#### Task to carry out
In the records below, reproduce the lines from the one containing "Ground red belt" through the one containing "216, 169, 398, 251", both included, with nothing else.
_ _ _
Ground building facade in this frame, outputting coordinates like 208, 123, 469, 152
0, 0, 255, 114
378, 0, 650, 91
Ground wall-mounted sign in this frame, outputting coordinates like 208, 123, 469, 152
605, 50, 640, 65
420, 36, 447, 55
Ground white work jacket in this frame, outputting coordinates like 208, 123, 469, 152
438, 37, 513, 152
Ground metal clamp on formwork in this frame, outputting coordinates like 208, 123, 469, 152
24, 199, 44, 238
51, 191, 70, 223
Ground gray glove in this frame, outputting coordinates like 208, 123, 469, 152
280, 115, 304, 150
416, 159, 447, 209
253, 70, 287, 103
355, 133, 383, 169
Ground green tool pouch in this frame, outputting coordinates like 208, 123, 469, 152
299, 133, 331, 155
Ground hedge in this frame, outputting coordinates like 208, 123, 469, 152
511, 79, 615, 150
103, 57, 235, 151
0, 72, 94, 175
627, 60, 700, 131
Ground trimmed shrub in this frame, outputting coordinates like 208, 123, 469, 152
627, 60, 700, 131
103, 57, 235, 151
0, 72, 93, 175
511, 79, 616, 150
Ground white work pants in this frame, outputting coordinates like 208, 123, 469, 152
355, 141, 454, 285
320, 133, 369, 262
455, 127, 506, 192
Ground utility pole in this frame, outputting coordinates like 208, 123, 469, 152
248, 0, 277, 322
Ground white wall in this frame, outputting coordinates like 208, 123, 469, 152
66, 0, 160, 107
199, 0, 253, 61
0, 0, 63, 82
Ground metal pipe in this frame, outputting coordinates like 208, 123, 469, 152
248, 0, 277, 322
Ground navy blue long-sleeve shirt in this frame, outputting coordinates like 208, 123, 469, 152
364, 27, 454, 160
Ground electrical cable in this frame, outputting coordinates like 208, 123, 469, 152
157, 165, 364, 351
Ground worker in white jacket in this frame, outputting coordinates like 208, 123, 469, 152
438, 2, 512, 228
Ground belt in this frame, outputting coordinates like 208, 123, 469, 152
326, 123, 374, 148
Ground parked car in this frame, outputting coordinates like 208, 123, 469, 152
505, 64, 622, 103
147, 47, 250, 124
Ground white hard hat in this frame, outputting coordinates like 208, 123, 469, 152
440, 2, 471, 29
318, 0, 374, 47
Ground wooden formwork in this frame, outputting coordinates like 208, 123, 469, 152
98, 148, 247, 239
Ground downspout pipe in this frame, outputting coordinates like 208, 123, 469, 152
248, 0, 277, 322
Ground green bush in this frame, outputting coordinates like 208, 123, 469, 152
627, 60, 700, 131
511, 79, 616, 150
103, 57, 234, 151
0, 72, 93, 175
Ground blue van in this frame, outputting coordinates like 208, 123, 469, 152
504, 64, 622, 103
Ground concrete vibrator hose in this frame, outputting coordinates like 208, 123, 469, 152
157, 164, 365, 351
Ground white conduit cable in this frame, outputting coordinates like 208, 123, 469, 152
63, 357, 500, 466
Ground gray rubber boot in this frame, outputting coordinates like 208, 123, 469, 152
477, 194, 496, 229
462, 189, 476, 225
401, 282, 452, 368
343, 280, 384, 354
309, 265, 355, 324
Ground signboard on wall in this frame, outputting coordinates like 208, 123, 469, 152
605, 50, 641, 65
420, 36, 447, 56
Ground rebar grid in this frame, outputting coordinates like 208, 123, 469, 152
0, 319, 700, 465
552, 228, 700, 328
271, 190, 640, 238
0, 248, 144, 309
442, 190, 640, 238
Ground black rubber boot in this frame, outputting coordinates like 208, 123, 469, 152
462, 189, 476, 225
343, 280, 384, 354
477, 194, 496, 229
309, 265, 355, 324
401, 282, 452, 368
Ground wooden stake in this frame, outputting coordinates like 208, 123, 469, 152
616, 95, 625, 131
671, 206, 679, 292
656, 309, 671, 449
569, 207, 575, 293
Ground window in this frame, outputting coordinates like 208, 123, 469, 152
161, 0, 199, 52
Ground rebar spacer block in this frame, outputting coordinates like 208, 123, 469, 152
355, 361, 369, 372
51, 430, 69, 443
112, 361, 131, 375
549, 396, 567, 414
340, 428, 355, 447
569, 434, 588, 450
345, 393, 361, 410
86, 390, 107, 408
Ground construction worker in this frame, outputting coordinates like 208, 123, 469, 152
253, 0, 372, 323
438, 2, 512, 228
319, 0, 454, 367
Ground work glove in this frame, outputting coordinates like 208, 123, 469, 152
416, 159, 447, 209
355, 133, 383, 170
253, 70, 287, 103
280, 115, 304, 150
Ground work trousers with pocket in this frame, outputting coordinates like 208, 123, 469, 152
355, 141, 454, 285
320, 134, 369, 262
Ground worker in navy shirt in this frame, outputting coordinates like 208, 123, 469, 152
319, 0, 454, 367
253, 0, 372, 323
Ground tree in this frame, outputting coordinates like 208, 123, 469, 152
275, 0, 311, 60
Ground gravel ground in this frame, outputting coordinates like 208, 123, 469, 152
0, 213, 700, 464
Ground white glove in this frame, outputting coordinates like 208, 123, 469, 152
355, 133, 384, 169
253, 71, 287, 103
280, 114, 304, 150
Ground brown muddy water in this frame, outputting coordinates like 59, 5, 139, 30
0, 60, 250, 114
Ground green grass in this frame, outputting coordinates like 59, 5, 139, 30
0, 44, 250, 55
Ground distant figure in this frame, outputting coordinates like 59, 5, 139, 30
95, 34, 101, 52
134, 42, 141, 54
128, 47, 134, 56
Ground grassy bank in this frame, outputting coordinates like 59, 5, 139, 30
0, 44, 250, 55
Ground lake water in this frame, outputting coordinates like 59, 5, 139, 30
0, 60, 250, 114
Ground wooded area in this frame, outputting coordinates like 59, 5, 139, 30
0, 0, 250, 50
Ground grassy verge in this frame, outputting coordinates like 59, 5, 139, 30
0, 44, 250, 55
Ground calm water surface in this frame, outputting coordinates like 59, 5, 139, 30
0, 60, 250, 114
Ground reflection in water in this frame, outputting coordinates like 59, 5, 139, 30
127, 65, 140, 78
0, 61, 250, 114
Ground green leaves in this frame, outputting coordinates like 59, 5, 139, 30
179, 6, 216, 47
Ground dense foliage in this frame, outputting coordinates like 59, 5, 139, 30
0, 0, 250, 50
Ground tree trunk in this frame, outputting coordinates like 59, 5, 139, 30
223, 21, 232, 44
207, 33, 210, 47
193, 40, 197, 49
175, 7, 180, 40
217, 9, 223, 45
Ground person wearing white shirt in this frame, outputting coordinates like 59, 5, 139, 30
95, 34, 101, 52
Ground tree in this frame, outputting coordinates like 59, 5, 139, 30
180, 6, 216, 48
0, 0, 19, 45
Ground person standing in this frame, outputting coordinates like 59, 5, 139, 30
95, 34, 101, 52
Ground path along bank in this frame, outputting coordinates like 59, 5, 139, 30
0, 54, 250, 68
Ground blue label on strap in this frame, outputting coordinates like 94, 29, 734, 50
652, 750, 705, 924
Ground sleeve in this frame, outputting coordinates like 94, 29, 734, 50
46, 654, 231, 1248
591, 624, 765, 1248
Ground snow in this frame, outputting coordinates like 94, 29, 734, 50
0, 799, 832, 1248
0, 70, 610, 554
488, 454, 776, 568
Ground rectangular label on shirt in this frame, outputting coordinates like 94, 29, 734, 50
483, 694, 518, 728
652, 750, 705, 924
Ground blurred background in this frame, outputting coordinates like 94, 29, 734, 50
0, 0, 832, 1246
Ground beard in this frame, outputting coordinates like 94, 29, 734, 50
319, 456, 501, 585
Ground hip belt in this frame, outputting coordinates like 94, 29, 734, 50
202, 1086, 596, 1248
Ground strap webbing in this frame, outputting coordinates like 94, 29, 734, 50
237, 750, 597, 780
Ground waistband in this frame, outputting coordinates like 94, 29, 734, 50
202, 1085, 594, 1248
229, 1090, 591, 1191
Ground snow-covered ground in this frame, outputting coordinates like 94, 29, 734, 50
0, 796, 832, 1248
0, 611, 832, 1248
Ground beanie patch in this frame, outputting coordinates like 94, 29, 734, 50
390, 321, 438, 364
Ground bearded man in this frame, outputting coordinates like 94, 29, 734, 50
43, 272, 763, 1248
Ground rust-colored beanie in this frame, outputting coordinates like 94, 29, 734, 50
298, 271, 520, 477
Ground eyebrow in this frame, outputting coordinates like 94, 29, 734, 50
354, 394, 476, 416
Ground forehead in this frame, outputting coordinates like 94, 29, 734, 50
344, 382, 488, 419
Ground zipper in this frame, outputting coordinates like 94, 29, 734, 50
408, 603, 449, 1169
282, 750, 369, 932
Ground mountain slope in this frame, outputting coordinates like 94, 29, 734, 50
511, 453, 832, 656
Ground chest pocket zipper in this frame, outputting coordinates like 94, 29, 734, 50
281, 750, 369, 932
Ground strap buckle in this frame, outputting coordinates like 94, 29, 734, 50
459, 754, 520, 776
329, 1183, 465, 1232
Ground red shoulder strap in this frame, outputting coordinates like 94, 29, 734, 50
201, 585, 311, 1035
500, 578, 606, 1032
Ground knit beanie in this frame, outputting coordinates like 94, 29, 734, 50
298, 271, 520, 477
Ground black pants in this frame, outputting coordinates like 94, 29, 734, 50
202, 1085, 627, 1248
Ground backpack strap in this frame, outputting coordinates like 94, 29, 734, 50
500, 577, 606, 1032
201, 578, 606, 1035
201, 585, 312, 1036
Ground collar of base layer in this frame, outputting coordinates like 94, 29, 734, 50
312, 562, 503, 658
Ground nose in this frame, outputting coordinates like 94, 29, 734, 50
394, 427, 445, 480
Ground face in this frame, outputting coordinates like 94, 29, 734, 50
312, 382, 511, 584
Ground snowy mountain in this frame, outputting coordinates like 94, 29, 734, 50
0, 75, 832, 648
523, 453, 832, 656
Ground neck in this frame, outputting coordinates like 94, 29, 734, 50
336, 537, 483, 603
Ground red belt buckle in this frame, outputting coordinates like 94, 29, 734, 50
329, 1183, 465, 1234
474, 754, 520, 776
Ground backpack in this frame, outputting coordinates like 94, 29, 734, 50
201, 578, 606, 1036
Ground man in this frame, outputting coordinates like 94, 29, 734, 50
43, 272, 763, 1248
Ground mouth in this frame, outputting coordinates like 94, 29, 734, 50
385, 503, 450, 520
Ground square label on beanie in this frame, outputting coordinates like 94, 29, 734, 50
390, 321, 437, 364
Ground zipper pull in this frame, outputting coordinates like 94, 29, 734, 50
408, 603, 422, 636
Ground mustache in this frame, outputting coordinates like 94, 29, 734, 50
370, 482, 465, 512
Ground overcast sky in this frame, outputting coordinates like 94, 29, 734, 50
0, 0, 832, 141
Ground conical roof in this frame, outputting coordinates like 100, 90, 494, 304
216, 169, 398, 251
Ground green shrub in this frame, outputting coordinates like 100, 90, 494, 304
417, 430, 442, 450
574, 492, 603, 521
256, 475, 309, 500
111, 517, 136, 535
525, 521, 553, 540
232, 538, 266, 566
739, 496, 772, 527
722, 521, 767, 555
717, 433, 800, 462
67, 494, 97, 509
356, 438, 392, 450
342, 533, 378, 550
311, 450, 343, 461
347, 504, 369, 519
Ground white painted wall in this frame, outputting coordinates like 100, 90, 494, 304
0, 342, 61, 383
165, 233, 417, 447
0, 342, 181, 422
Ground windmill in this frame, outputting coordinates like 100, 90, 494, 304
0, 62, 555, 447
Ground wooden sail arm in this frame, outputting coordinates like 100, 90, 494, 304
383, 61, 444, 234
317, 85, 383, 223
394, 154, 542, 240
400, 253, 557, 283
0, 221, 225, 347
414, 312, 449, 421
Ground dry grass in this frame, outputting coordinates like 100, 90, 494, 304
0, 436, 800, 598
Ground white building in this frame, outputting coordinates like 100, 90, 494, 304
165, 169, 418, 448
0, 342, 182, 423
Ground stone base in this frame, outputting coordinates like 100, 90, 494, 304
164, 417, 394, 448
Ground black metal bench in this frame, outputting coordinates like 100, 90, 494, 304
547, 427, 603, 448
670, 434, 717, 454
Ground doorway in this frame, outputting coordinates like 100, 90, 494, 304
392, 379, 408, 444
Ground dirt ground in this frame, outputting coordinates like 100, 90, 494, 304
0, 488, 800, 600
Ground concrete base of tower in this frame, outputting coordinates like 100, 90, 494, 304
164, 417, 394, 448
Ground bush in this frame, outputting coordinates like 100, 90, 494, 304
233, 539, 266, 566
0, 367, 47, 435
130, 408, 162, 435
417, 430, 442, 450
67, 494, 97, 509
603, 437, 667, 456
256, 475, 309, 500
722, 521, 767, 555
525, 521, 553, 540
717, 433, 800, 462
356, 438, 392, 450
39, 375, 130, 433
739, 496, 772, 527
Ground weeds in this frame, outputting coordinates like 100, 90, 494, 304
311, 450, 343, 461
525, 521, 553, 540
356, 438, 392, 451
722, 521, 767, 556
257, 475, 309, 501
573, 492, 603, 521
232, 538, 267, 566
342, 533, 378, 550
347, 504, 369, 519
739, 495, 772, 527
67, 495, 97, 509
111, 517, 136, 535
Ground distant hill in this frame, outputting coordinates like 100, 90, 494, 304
_ _ _
#### Result of this task
Ground red belt buckle in this frame, outputting coordinates like 94, 29, 734, 50
329, 1183, 465, 1234
474, 754, 520, 776
Ground backpack in this frame, outputting coordinates like 94, 29, 734, 50
201, 578, 606, 1036
Ground man in this frame, outputting coordinates like 94, 29, 734, 50
43, 272, 763, 1248
Ground mouth in this frame, outputting coordinates like 94, 29, 734, 50
385, 503, 450, 520
Ground square label on beanie in this frame, outputting coordinates like 94, 29, 734, 50
390, 321, 437, 364
Ground zipper pull in this frame, outputting coordinates like 94, 29, 734, 50
408, 603, 422, 636
Ground mustache in this frame, outputting coordinates like 94, 29, 734, 50
370, 482, 465, 512
Ground overcast sky in this frame, outputting coordinates like 94, 29, 734, 50
0, 0, 832, 141
Ground conical roof in this frame, outputting coordinates like 100, 90, 494, 304
216, 169, 398, 251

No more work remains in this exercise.